Region pointing data
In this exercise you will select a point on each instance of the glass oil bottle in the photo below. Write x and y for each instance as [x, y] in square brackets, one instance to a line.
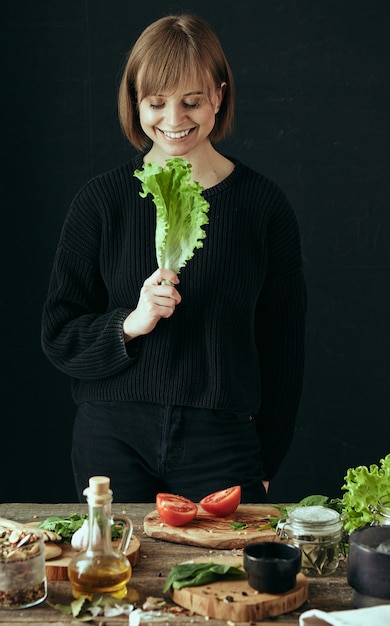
[101, 568]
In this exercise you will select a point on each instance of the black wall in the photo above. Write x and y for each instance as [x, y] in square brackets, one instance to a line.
[313, 101]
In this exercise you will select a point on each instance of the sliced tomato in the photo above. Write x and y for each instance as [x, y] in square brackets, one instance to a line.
[175, 510]
[222, 502]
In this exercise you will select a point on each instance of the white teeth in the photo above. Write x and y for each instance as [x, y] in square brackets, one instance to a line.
[182, 133]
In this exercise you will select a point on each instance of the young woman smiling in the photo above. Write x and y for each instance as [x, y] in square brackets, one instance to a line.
[192, 387]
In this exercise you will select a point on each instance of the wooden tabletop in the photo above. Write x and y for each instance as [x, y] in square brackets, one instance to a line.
[156, 559]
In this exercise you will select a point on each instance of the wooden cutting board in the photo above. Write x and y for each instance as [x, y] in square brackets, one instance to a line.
[209, 531]
[57, 568]
[236, 600]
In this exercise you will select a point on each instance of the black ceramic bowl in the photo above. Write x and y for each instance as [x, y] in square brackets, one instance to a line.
[272, 567]
[368, 570]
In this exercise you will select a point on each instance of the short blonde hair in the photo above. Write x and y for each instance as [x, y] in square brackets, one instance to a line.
[168, 53]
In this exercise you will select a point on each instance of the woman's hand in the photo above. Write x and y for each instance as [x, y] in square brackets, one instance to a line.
[156, 301]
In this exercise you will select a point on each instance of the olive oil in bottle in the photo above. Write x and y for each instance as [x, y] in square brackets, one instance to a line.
[101, 569]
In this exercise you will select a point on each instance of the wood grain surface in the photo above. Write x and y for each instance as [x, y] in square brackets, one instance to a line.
[236, 601]
[209, 531]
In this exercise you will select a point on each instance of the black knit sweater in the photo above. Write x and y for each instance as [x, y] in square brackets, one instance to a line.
[235, 342]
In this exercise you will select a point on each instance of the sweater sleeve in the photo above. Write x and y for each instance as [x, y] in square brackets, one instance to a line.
[80, 335]
[280, 331]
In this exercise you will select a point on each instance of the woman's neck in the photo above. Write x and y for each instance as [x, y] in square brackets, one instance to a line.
[209, 167]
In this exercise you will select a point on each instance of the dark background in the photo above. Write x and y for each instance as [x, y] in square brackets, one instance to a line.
[313, 102]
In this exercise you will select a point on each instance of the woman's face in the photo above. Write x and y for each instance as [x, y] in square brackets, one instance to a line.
[180, 123]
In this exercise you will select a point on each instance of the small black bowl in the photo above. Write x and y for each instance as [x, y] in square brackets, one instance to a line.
[272, 567]
[369, 570]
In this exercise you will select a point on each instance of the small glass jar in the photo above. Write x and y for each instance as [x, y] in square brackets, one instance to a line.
[317, 531]
[22, 567]
[381, 511]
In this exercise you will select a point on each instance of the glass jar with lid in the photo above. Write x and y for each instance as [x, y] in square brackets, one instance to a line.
[317, 531]
[381, 511]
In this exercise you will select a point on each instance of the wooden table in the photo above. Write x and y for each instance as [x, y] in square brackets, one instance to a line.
[156, 559]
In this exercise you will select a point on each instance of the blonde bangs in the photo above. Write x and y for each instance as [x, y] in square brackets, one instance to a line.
[173, 70]
[175, 53]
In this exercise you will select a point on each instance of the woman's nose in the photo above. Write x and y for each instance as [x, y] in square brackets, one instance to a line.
[173, 114]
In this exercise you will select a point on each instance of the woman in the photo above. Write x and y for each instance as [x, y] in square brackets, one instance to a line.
[189, 387]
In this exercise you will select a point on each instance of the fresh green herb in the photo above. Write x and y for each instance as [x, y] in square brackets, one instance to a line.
[85, 610]
[195, 574]
[363, 487]
[238, 525]
[181, 211]
[67, 526]
[64, 526]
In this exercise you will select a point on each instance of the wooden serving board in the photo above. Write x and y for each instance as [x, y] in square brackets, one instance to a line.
[236, 601]
[57, 568]
[209, 531]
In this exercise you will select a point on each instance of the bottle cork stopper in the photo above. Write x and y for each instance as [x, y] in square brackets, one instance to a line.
[99, 489]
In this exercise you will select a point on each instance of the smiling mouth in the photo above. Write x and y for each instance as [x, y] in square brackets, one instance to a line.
[177, 135]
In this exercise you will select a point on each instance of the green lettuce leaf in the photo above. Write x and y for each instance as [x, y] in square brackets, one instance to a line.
[181, 211]
[363, 486]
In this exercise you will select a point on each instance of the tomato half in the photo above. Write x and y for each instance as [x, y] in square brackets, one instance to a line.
[222, 502]
[175, 510]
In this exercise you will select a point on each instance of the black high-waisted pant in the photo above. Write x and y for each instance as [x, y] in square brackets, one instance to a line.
[146, 448]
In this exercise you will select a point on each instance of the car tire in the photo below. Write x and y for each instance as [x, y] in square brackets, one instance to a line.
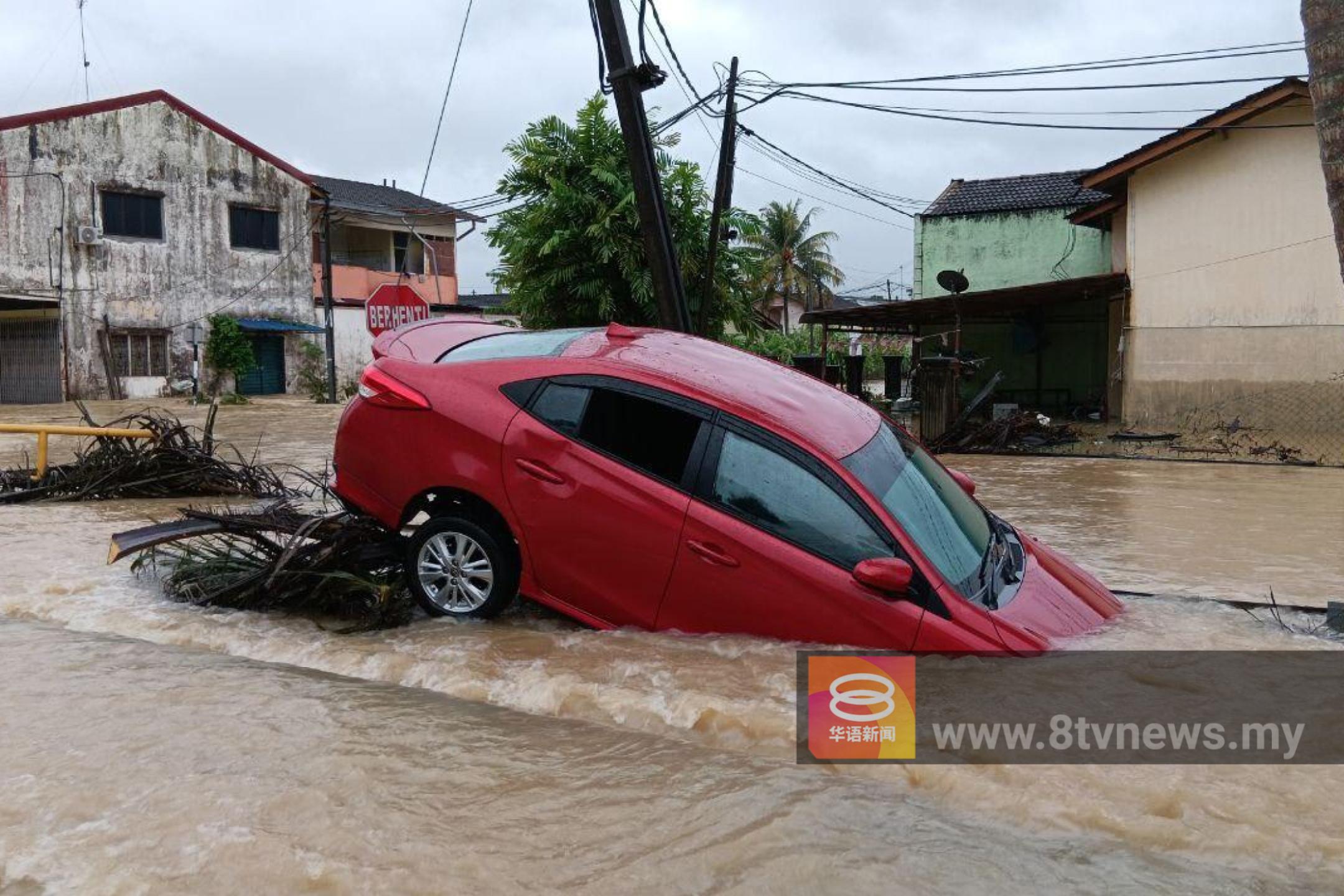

▶ EXERCISE:
Could the entries above be written out word for word, with no pictures?

▶ EXERCISE SOLUTION:
In this exercise you will select a point on each instance of the glass oil bottle in the photo below. Write x and y for each instance as [x, y] in square brackets, one instance to a line.
[101, 568]
In this exercise you will select a point on each instance of the black wall in the photo above. Write x and y for each instance as [x, y] in square brackets, one instance to a line.
[313, 101]
In this exercise you will select a point on each instance of the sliced tomato in the photo above. Write x and y for each instance as [x, y] in square brackets, one instance to a line.
[175, 510]
[222, 502]
In this exercise you will select a point on each instance of the white teeth in the photo above. Write x and y for each instance as [x, y] in square brackets, one instance to a line.
[182, 133]
In this exercise you will select a point on each instance of the young woman smiling in the photo above. Write x and y for each instance as [x, y] in square brackets, one instance to a line.
[192, 387]
In this exercise you will select a point on each instance of the wooden tabletop in the photo above. Write x and y for each instance as [x, y] in square brackets, one instance to a line.
[156, 559]
In this exercise you will select a point on each instance of the wooden cutting board in the photo above. Write x and y for each instance as [x, y] in square brackets, one instance to a line.
[209, 531]
[57, 568]
[236, 600]
In this exercise you will select a point on each instance of the black ceramic bowl in the photo above. Write x and y for each instance as [x, y] in square brackets, one instance to a line.
[272, 567]
[368, 570]
In this exercise you will select a point on each instance of the short blonde hair in the photo above. Write x and y for each instance as [x, y] in square brackets, one instance to a line.
[168, 53]
In this exercise you will select a point on each instance of the woman's hand in the photo above. Write x and y for each instance as [x, y] in square brackets, one instance to a line.
[156, 301]
In this exercise you will select a point on each instance of the olive oil in bottle in the photo above. Write x and y for each instance as [x, y] in square brackets, one instance to a line.
[101, 569]
In this exercise you will select a point on each instance of the wood grain surface in the photo above. Write x and y for each instance as [x, y] in square brackets, one instance to a line.
[236, 601]
[209, 531]
In this exercise you will select a point on each instance of the black knit sweater in the photo above. Write x and y for each instance as [x, y] in square brackets, one instance to a line.
[235, 342]
In this exercise you will select a point on each instance of the sweater sleeve in the photo above. Write x and y for each instance as [x, y] in square brackets, one instance to a line.
[80, 335]
[280, 331]
In this exercise you will select a point on each instance of the woman's neck in the photo above. Write x and y for each instance as [x, y] in square brackets, one instance to a line.
[209, 167]
In this exercise you will select a point on each instance of the dark background in the photo above. Write x and y for each instance as [x, y] in square brackets, one instance to a line.
[313, 102]
In this exercise you will select a point on each instance of the woman's face in the photo above. Write x and y for each instance as [x, y] in square brackets, one instance to a line.
[180, 123]
In this exercise you will select a point on each instance of the small black bowl in the photo above. Write x and y for each instance as [x, y] in square brackets, one instance to a line.
[272, 567]
[369, 570]
In this exercise you will select a point on each instance of the small glass jar in the photo above. Write x and y for each instance as [x, y] in square brackets, one instance to a line.
[317, 531]
[22, 567]
[381, 511]
In this exercise you will select a point on each instance of the glass jar with lid in the photo above. Write x and y for each instance as [x, y] in square brackets, one instance to a line.
[317, 531]
[381, 511]
In this exercise you will select a point on each instance of the wooden table in the photo above. Write x and y for each instance as [x, y] in square brackets, one instance to a line.
[156, 559]
In this exercise you will select a point on each instance of the blonde bangs in the photo above. Write x and y for each instance as [x, y] in square brackets, one instance to a line.
[173, 70]
[175, 53]
In this exercise you will select a point on each instance of the woman's nose in the photo above. Write x and y for each instance as [x, y] in square brackets, one instance to a line.
[173, 114]
In this exercise you will select a point on each instance of the woman in the photo above. Write x and y for each instance as [x, y] in square brackets, one instance to a line.
[189, 387]
In this exercise you will select a point on each instance of the fresh green herb in the photo above. Write x and y for each instance as [x, y] in square brackets, one instance to a line.
[85, 610]
[195, 574]
[363, 487]
[238, 525]
[181, 211]
[67, 526]
[64, 526]
In this exercise you will select a point on each instance of the wooden serving board in the photo above. Write x and y for each instance as [x, y] in square brackets, one instance to a line.
[236, 601]
[57, 568]
[209, 531]
In this exercise you will select a point on each instance of the bottle cork stopper in the photo above. Write x and y for each instance as [x, y] in square brackets, one instance to a line.
[99, 489]
In this exercise you will select a point on each instance of the smiling mouth in the photo above. Write x and y for each instance as [x, y] in square brackets, one instance to a line.
[177, 135]
In this exercise you will select a point on each instance of the green lettuce leaf in the photo above. Write x and y for each instance as [x, y] in square brackets, one instance to a line.
[181, 211]
[363, 486]
In this exercise you will select a point on each instance of the tomato half in the photo above. Write x and y for each instance as [x, y] in square brackets, one instance to a line.
[222, 502]
[175, 510]
In this exercise you will select a point on each instance of the black high-waisted pant in the photo above. Write x and y for each instance as [x, y] in square brackets, one instance to a line.
[146, 448]
In this exercise you will select a point on each instance of the car tire in the photo below. Write x and y for each instance as [x, y] in square brackets, one instance to a line.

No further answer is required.